WORK TO COMPLETE: Print the entries exactly; no image belongs in the copy.

DATA TO PROCESS:
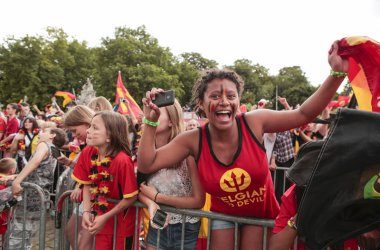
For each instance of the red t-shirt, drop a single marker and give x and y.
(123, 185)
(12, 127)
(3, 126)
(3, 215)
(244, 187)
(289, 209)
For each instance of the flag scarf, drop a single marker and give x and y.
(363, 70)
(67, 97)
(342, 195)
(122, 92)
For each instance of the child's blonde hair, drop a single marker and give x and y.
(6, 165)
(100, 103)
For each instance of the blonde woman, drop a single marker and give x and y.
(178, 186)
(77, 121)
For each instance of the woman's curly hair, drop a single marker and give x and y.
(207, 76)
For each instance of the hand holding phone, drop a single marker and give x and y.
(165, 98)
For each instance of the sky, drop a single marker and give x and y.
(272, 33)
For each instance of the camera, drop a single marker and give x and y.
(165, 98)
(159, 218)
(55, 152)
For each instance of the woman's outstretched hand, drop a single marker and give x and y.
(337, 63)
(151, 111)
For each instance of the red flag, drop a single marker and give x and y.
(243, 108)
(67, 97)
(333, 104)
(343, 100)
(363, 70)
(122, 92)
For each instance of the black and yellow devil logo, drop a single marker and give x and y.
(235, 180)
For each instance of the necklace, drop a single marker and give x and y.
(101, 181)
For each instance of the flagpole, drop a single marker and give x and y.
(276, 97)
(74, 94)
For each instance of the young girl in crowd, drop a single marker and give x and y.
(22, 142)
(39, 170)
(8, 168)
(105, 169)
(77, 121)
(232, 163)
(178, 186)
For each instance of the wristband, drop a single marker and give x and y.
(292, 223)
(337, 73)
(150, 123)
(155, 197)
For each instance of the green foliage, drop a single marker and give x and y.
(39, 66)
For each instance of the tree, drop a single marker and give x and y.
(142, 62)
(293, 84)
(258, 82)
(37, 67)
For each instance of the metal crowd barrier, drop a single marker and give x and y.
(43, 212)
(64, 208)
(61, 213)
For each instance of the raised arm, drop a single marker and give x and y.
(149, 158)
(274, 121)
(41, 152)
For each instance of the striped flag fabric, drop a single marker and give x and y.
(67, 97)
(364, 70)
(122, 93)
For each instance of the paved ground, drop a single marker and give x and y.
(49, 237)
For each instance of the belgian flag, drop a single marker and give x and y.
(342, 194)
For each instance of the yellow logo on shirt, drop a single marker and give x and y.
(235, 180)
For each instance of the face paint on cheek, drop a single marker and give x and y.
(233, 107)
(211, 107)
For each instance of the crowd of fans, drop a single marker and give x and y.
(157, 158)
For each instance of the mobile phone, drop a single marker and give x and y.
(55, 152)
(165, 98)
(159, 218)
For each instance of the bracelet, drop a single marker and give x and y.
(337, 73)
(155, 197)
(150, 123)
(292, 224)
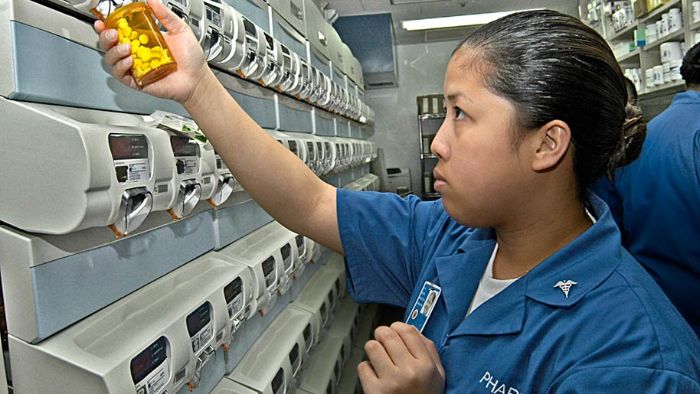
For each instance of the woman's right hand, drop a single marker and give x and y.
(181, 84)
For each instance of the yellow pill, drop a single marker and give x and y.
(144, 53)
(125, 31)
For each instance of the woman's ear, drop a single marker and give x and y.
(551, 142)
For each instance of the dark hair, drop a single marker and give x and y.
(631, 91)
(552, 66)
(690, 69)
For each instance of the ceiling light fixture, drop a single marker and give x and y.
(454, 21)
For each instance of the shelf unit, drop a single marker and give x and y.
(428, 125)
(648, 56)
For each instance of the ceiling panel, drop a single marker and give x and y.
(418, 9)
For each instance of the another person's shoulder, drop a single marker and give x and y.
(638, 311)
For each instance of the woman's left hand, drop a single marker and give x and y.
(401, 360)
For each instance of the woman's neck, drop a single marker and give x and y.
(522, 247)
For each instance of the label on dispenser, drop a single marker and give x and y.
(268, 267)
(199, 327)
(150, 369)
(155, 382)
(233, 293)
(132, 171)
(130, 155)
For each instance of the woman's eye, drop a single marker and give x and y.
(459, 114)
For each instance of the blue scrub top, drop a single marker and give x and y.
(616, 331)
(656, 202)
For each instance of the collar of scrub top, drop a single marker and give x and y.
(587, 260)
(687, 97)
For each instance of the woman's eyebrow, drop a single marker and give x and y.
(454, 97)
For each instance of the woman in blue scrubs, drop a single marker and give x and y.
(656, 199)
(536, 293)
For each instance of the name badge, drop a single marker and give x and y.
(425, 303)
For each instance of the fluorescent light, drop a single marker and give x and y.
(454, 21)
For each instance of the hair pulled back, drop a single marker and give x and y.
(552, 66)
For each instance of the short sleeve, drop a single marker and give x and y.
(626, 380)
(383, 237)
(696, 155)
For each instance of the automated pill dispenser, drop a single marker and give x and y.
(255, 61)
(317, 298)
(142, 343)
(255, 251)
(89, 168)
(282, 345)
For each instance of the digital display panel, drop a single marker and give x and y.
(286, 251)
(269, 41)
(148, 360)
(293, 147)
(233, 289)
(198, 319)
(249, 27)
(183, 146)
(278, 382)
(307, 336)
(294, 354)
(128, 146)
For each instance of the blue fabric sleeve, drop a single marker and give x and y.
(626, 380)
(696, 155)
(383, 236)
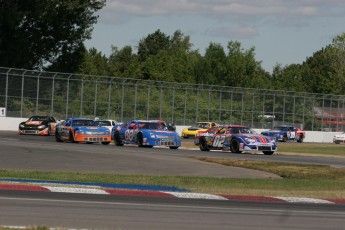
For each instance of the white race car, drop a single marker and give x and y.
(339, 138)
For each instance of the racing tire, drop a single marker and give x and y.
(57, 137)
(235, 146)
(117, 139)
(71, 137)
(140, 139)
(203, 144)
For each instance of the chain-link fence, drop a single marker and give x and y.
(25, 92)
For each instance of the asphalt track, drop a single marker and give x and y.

TASK RESPONSE:
For each instance of the red t-shirt, drop a single marker and give x and y.
(123, 185)
(12, 127)
(3, 126)
(3, 215)
(244, 187)
(289, 209)
For each instance of the flag scarf, drop a single marker and give x and y.
(363, 70)
(67, 97)
(342, 195)
(122, 92)
For each instance of the child's blonde hair, drop a single marker and give x and y.
(6, 165)
(100, 103)
For each instance of the blonde woman, drop a single marker and give x and y.
(178, 186)
(77, 121)
For each instance of the woman's curly hair, drop a single marker and give x and y.
(207, 76)
For each instance of the hand holding phone, drop a single marker and give x and y.
(165, 98)
For each instance of the sky, drop a single marker and give x and y.
(272, 33)
For each instance of the camera, drop a single marker and give x and y.
(165, 98)
(159, 218)
(55, 152)
For each instance of the woman's outstretched hand, drop a single marker and give x and y.
(337, 63)
(151, 111)
For each instance of the red flag, drop a single marker and give x and y.
(243, 108)
(67, 97)
(333, 104)
(343, 100)
(363, 70)
(122, 92)
For each instance of the black and yellow devil logo, drop a single marker and give x and y.
(235, 180)
For each instance of the necklace, drop a single marker and give x and y.
(101, 181)
For each instance of the flagpole, drop a single marker and give x and y.
(276, 97)
(74, 94)
For each instance of the young girl in crowd, drop a single marker and give x and y.
(22, 142)
(39, 170)
(8, 168)
(105, 169)
(77, 121)
(232, 163)
(178, 186)
For each instance of the wristband, drop a single marker and give x and y.
(292, 223)
(337, 73)
(150, 123)
(155, 197)
For each instance of the green foliage, drop a single marker and give x and y.
(39, 66)
For each instance of the tree, drop a single marker and give x and y.
(142, 62)
(293, 84)
(258, 82)
(37, 67)
For each instance of the metal crowd barrier, drop a single marker and give x and y.
(43, 212)
(64, 208)
(61, 213)
For each instance of the raised arm, drop a single marker and give x and y.
(149, 158)
(274, 121)
(41, 152)
For each instance of the striped flag fabric, drop a single marker and give x and y.
(67, 97)
(364, 70)
(122, 93)
For each instance of the paved ground, drop a single marker and give x and y.
(49, 237)
For each instance of the belgian flag, drop a single marker and give x and y.
(342, 194)
For each instance of the yellow logo on shirt, drop a single marker and give x and y.
(235, 180)
For each instance of the face paint on cheek, drop a single marker and give x and y.
(233, 107)
(211, 107)
For each instance of the crowd of fans, drop a single marker and give x and y.
(157, 158)
For each instance of the mobile phone, drop a single marker and give x and y.
(55, 152)
(165, 98)
(159, 218)
For each instance of the bracelet, drop a single marker and give x and y.
(337, 73)
(155, 197)
(150, 123)
(292, 224)
For each instance of the woman's right hand, drop a single marker and give x and y.
(181, 84)
For each instance of the yellow pill, drop a single marker and give x and y.
(144, 53)
(125, 31)
For each instance of the woman's ear, drop a single marker and give x and y.
(551, 142)
For each instance of the dark hair, drop a single marker and give x and y.
(631, 91)
(552, 66)
(690, 69)
For each instance of the ceiling light fixture, drop a single marker and give x and y.
(454, 21)
For each instance of the shelf unit, drop a single marker and give x and y.
(428, 125)
(648, 56)
For each instance of the ceiling panel, drop a single marker and give x and y.
(418, 9)
For each instance of the another person's shoulder, drop a single marker and give x and y.
(638, 311)
For each instance of the woman's left hand, drop a single marker and give x and y.
(401, 360)
For each instance of the woman's neck, drop a single marker and give x and y.
(522, 247)
For each instance of the label on dispenser, drop a single marker and give x and y.
(268, 267)
(199, 327)
(150, 369)
(155, 382)
(233, 293)
(132, 171)
(130, 155)
For each instance of the woman's eye, drop a single marker and give x and y.
(459, 114)
For each instance of the blue scrub top, drop a single marker and give x and y.
(616, 331)
(656, 202)
For each instance of the collar of scrub top, drop a single marker and give x and y.
(587, 260)
(687, 97)
For each instance of the woman's eyebrow, drop a single marker and give x and y.
(454, 97)
For each instance of the woman in blue scrubs, drop a single marker and give x and y.
(656, 199)
(536, 293)
For each instance of the name badge, drop a single marker and give x and y.
(425, 303)
For each instance of the fluorescent light, drop a single marker and give x and y.
(454, 21)
For each instance of the hair pulled back, drop a single marker and give x and y.
(552, 66)
For each instance of the short sleeve, drop a single marker and give x and y.
(626, 380)
(383, 237)
(696, 155)
For each instance of the automated pill dispenser, drop a single marker and give x and y.
(255, 61)
(317, 298)
(142, 343)
(255, 251)
(89, 168)
(282, 345)
For each instance of the digital display panel, drop a single marker and give x and y.
(286, 251)
(269, 41)
(148, 360)
(293, 147)
(233, 289)
(198, 319)
(249, 27)
(183, 146)
(278, 382)
(307, 336)
(294, 354)
(128, 146)
For each instance of the blue fabric sleeve, drop a single marker and give x and y.
(626, 380)
(696, 155)
(383, 236)
For each instance of the white race car, drop a single marker and give x and y.
(339, 138)
For each instance of the racing tire, drop a single marker and give x and y.
(57, 137)
(235, 146)
(117, 139)
(71, 137)
(140, 139)
(203, 144)
For each instance of the chain-link fence, drop a single marker and give x and y.
(25, 92)
For each instance of the asphalt track, drop a single marker and give x and y.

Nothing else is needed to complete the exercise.